------ Records for the task ------

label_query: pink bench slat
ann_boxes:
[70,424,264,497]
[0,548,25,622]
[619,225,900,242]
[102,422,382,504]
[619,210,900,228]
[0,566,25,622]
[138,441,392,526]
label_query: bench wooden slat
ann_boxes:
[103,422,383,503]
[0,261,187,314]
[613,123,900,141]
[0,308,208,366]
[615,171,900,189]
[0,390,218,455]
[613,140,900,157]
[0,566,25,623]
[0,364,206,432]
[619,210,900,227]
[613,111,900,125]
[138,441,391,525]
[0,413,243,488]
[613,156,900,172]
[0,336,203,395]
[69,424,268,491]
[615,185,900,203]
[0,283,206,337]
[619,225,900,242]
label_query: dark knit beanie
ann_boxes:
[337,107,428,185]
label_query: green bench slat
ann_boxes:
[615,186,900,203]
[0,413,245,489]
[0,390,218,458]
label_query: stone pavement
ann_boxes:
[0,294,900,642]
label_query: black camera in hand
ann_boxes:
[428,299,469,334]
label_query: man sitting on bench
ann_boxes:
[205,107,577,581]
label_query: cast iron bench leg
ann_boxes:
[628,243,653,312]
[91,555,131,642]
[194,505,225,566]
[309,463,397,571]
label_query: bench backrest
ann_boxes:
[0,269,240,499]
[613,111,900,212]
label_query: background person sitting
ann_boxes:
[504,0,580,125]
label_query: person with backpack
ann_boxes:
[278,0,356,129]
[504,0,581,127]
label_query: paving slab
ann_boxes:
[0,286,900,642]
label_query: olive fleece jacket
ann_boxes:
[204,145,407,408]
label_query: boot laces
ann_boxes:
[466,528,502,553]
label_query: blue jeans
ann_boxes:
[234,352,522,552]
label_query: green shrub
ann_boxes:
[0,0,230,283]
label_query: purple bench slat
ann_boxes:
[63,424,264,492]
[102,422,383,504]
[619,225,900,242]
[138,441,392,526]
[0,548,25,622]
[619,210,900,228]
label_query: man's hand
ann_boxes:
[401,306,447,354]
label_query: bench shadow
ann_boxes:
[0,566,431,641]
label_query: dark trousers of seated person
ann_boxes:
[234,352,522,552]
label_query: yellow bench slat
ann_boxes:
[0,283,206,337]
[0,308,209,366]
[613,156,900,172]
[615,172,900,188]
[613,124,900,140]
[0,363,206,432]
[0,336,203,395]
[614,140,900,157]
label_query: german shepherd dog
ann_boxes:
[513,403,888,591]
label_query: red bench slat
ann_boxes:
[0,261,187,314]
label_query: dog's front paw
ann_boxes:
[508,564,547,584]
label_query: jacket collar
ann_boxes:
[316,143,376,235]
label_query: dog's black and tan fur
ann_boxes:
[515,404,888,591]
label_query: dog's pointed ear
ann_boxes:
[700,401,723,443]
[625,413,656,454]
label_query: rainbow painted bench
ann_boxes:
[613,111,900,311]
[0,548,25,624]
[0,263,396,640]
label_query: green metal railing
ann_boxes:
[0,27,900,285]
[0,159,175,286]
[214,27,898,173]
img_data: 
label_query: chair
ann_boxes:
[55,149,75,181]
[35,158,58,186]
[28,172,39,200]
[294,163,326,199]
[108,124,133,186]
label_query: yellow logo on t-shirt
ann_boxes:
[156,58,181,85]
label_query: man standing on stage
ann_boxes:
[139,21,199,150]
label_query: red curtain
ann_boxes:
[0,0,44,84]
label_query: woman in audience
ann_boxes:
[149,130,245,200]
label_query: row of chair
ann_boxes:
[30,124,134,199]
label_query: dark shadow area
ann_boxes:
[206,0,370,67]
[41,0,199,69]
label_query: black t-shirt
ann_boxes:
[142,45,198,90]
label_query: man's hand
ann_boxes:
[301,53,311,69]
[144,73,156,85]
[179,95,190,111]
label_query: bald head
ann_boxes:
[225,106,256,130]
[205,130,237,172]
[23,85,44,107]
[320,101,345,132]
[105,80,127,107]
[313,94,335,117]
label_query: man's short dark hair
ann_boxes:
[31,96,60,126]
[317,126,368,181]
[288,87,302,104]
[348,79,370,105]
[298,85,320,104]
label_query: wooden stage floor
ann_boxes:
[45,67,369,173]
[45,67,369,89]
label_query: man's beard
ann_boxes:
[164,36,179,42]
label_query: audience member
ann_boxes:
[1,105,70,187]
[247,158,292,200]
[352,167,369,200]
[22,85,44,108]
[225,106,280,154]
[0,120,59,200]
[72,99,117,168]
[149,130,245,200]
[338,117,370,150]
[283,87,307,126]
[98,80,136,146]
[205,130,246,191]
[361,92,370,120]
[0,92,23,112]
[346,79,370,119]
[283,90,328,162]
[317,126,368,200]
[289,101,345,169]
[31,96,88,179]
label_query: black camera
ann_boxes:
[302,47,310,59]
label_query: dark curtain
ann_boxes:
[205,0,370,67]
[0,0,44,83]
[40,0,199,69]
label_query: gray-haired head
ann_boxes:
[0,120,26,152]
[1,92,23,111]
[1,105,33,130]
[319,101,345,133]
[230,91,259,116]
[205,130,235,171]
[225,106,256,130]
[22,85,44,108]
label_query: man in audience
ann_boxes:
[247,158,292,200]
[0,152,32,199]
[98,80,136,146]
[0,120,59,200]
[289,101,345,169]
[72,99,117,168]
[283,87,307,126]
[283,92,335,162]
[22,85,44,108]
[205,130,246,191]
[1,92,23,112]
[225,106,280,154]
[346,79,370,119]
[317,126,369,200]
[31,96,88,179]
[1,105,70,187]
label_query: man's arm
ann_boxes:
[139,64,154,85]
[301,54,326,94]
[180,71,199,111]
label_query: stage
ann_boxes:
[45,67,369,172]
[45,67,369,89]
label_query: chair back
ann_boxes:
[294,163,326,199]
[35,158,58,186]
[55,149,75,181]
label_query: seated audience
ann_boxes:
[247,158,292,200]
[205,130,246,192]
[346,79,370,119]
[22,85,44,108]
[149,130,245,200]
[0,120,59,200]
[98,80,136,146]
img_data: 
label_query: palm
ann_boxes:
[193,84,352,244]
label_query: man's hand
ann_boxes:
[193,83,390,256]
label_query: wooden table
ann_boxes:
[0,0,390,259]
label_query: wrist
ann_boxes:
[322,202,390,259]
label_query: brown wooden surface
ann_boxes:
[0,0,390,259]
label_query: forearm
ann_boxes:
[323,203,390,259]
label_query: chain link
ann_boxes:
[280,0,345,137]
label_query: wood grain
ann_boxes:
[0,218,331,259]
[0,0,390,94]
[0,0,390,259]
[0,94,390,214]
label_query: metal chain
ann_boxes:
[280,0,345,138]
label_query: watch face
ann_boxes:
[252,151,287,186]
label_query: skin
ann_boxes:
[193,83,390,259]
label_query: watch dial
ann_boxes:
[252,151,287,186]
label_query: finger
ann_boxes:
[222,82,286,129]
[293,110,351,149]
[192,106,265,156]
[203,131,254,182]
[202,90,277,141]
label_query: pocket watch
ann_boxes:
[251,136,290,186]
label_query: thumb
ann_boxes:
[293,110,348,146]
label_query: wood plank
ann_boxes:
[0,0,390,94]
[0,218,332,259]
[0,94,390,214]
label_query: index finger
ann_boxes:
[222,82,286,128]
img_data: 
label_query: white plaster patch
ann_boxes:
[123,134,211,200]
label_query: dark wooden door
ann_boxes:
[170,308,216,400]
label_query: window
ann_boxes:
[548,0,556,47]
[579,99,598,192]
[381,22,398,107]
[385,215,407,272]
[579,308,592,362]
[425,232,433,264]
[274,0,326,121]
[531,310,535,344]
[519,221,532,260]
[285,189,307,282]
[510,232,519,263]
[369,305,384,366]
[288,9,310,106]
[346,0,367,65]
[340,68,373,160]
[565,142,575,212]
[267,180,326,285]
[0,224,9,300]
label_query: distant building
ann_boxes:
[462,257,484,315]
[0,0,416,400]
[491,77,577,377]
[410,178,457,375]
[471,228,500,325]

------
------ Records for the task ------

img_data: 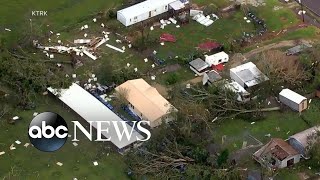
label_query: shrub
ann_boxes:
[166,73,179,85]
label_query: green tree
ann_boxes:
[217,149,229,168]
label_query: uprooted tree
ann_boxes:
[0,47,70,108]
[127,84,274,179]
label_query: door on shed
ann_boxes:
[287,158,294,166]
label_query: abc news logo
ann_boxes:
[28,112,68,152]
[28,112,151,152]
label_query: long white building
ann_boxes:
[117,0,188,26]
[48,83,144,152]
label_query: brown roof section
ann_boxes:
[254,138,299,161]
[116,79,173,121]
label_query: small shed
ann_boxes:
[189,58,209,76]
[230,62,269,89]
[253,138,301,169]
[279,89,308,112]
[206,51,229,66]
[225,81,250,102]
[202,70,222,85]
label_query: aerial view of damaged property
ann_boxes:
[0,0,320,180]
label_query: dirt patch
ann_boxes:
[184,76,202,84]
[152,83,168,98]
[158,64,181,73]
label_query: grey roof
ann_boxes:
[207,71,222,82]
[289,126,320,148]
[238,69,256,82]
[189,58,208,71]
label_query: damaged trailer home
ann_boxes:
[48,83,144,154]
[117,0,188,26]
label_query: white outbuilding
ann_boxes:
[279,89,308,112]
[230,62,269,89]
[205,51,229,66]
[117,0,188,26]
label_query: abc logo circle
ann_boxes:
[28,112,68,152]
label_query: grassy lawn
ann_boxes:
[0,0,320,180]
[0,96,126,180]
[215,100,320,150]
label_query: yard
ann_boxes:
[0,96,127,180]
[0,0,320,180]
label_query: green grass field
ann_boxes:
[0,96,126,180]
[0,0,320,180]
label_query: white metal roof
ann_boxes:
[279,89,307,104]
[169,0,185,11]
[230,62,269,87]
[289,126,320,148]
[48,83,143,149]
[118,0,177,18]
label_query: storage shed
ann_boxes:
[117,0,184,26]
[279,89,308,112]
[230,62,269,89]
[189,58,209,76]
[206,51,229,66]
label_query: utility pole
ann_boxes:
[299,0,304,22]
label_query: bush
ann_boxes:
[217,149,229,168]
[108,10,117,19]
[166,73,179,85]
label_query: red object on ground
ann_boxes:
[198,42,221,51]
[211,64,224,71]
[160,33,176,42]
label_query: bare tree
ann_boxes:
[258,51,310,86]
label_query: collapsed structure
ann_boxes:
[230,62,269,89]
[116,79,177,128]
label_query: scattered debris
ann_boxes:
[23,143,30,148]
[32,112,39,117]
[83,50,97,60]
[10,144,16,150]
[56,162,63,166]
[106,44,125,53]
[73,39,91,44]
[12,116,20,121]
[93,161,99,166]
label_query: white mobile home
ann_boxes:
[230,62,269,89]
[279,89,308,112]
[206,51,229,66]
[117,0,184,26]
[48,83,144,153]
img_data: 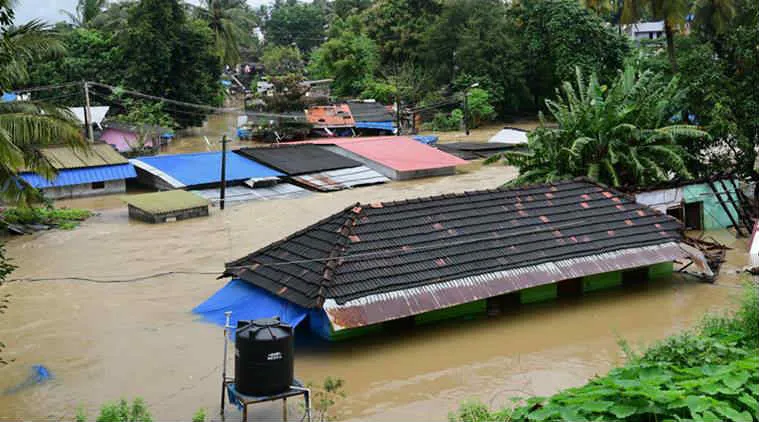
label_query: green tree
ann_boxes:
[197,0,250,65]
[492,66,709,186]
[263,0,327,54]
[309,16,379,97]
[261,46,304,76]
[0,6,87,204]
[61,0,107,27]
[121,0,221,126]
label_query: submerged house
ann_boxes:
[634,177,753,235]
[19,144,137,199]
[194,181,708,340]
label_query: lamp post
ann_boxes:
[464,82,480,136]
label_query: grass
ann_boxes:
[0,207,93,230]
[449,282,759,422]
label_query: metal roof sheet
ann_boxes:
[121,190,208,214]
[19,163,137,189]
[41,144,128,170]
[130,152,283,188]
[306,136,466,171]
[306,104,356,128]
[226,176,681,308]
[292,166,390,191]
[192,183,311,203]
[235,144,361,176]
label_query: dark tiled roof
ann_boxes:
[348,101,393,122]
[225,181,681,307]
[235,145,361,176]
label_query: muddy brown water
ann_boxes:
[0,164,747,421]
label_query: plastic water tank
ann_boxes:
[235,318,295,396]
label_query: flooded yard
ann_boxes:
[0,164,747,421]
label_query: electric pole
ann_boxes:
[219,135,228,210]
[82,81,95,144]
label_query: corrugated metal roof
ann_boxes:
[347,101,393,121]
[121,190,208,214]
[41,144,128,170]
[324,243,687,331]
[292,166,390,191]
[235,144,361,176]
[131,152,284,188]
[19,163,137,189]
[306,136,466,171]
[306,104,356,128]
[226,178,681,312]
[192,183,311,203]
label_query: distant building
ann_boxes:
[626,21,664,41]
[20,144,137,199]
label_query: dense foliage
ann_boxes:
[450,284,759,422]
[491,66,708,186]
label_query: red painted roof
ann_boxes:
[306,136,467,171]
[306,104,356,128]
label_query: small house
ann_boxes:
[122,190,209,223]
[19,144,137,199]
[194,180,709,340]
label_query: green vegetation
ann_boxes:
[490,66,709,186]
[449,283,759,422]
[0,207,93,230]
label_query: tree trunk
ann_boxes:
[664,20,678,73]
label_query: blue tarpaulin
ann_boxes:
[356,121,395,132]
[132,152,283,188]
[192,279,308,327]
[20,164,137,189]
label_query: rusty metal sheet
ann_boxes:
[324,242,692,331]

------

Reproduce the part that opens with the line containing "label_query: abc news logo" and closes with the line containing "[116,79,173,121]", swapping "building" for "structure" and leaving everything else as it is. Return only those lines.

[Full answer]:
label_query: abc news logo
ann_boxes:
[28,112,68,152]
[28,112,151,152]
label_query: long white structure
ann_boxes:
[117,0,188,26]
[48,83,144,152]
label_query: brown roof section
ann_boxes:
[254,138,299,161]
[116,79,173,121]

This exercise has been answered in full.